[WHAT THIS TASK INVOLVES] Copy the listing from its first line through the line containing "[793,112,957,206]", including that line, and reproduce those lines unchanged, with nothing else.

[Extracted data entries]
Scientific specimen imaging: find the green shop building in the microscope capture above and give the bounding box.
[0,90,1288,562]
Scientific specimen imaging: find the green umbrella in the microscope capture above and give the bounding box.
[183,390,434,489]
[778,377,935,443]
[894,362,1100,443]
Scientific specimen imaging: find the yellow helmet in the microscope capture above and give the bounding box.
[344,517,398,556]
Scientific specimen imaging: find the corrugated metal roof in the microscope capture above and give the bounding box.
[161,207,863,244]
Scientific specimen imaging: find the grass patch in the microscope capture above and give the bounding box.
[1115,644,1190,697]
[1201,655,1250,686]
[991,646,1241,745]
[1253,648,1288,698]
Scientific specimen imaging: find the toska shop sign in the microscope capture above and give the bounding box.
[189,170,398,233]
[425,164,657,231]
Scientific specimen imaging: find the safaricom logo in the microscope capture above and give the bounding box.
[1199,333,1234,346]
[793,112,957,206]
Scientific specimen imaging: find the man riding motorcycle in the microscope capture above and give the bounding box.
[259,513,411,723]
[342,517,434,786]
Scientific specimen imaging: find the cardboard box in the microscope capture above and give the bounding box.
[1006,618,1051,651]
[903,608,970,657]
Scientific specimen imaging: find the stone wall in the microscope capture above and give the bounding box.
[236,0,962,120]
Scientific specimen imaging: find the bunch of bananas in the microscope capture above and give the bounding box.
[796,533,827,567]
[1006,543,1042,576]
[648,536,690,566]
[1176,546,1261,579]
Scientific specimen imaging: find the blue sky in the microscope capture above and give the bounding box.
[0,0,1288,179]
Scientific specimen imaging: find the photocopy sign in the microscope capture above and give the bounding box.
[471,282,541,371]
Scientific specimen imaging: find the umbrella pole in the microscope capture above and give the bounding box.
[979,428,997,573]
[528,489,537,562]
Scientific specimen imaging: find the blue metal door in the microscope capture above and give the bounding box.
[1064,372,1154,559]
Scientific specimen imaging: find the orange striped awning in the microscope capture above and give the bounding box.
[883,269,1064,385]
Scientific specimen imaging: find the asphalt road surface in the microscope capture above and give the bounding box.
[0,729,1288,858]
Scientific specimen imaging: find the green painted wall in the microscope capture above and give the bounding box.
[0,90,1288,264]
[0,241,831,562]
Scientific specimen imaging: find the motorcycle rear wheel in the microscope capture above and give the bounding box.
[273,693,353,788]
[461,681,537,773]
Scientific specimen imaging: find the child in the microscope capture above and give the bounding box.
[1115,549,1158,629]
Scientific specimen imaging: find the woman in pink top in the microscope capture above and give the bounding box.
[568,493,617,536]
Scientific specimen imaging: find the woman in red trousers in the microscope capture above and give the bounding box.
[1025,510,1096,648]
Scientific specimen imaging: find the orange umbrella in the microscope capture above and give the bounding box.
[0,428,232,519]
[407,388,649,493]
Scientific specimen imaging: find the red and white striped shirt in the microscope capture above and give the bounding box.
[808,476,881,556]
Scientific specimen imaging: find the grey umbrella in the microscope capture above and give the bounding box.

[CORRECT RESPONSE]
Scientific specimen imaging: find the green shop building in the microscope capture above and give the bounding box.
[0,90,1288,562]
Scientific specimen imaging: find the green umbrella in the microscope capture above and give the bounding box.
[183,390,434,489]
[778,377,935,443]
[894,362,1100,443]
Scientific specimen imaging: find the yellow helmet in the microscope capture above and give the bounding box.
[344,517,398,556]
Scientific specimen imaging: find the corrugated metal roof in the microscope capture above and give the bounding box.
[161,207,863,244]
Scientific specimen imaging: find the grass patch in the microscope capture above and give the bounding box.
[1115,644,1190,697]
[1201,655,1250,686]
[991,646,1241,745]
[1253,648,1288,698]
Scientific specimen imaging: find the toska shop sign in the microscope capture above and give the bounding box.
[189,170,398,233]
[425,164,657,231]
Scientific specimen imaging: find the safaricom logo in the microscope capture above and give the bounding box.
[1199,333,1234,346]
[793,112,957,206]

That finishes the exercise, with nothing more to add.